● **Extracted information**:
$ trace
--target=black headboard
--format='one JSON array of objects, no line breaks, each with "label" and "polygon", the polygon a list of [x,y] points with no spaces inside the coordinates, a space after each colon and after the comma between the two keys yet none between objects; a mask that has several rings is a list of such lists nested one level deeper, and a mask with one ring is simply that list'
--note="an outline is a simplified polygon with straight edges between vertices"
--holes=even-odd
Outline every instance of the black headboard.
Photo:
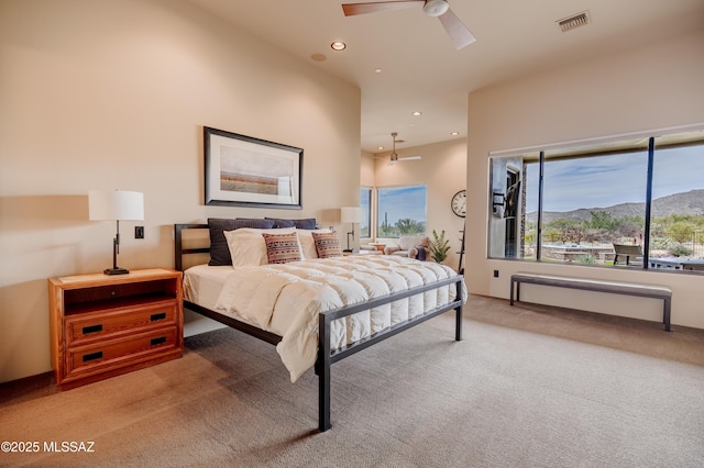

● **Goal of the exercise**: Rewrite the entries above, swapping each "headboard" for "bed frame" and changing nothing else. Omit the pictures.

● **Full answer**:
$ trace
--target=black bed frame
--format='one JSON array of objects, no line breaks, each with "label" and "polygon", the polygon a list of [x,y] points with no spaces inside the coordinates, a space after each colon and after the comma between the two keys yet none between objects; a mask that has several rings is a list of such lists nested one level deeper, and a mask with one ring is simply that list'
--note="an outline is a simplified polygon with straight edges between vertices"
--holes=even-odd
Outline every instance of the black bed frame.
Photo:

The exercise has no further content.